#### ЗАДАНИЯ К УПРАЖНЕНИЮ
1. Повторите дословно фрагмент записных книжек Камю, начиная со слов «Безрассудство любви в» и заканчивая словами «ничему не завидует.» включительно.
2. Что, согласно записным книжкам Камю, означает война для большинства людей?

Альбер Камю - Записные книжки
В жизни таких не бывает. Вот почему, без сомнения, я до сих пор не стал романистом в общепринятом смысле. Я скорее художник, творящий мифы по воле своей страсти и тревоги. Вот почему существа, восхищавшие меня в жизни, всегда обладали мощью и исключительностью этих мифов.
Безрассудство любви в том, что любящий стремится ускорить время, чтобы дни ожидания поскорее прошли и пропали. Так он стремится приблизить конец. Так любовь одной из граней соприкасается со смертью.
Лагерь. Невежественный надзиратель измывается над интеллигентом.
«Всё книжки читаешь! Ты, значит, умник...» и т.д. В конце концов интеллигент просит прощения.
Людские лица искажены знанием (эти встречающиеся подчас лица тех, кто знает). Но иногда из-под шрамов проступает лицо отрока, благословляющего жизнь.
Близ них я не чувствовал ни бедности, ни лишений, ни унижения. Отчего не сказать прямо: я чувствовал и чувствую до сих пор свое благородство. Близ моей матери я чувствую, что принадлежу к благородному племени: к тем, кто ничему не завидует.
Для большинства людей война означает конец одиночества. Для меня она – окончательное одиночество.
Мораль бесполезна: жизнь и есть мораль. Тому, кто не отдает всего, всего не получить.
Если тебе выпало счастье жить в мире ума, какое безрассудство – искать доступ в страшный, полный криков мир страсти.
Я люблю все или не люблю ничего. Значит, я не люблю ничего.
Все могущество науки направлено сегодня на укрепление Государства. Ни одному ученому не пришло в голову использовать свои знания для защиты личности. Здесь, пожалуй, полезным оказалось бы франкмасонство.
Если бы наша эпоха была только трагична! Но она еще и гнусна. Вот отчего ей надо бросить обвинение – и даровать прощение.
Откройте ворота тюрем или докажите собственную непорочность.
Европа лавочников – удручающая.
Ангажированность. Мои представления об искусстве возвышенны и страстны. Слишком возвышенны, чтобы я согласился подчинить его пустяку. Слишком страстны, чтобы я захотел лишить его даже пустяка.
Любовь была ему заказана. Он имел право только на ложь и адюльтер.
Фолкнер. На вопрос, что он думает о молодых писателях, отвечает: «Они не создадут ничего значительного. Им нечего больше сказать. Чтобы писать, нужно проникнуться простыми и великими истинами и посвятить свое творчество одной из них или всем им вместе.
Те, кто не умеют говорить о гордости, чести, страдании, – посредственные писатели, и сочинения их умрут вместе с ними, если не раньше. Гёте и Шекспир выстояли, потому что верили в человеческое сердце. Бальзак и Флобер тоже. Они вечны».
– В чем причина охватившего литературу нигилизма?
– В страхе. В тот день, когда люди перестанут бояться, они снова начнут создавать шедевры, то есть произведения, которым суждена долгая жизнь.
Без сомнения, всякая мораль нуждается в толике цинизма. Но где предел?

#### СОХРАНЁННЫЕ ДАННЫЕ
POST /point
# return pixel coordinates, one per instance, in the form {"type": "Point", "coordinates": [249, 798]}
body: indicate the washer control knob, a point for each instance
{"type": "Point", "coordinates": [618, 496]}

#### ОЖИДАЕМЫЕ ОТВЕТЫ
1.
Безрассудство любви в том, что любящий стремится ускорить время, чтобы дни ожидания поскорее прошли и пропали. Так он стремится приблизить конец. Так любовь одной из граней соприкасается со смертью.
Лагерь. Невежественный надзиратель измывается над интеллигентом.
«Всё книжки читаешь! Ты, значит, умник...» и т.д. В конце концов интеллигент просит прощения.
Людские лица искажены знанием (эти встречающиеся подчас лица тех, кто знает). Но иногда из-под шрамов проступает лицо отрока, благословляющего жизнь.
Близ них я не чувствовал ни бедности, ни лишений, ни унижения. Отчего не сказать прямо: я чувствовал и чувствую до сих пор свое благородство. Близ моей матери я чувствую, что принадлежу к благородному племени: к тем, кто ничему не завидует.

2. Для большинства людей война означает конец одиночества.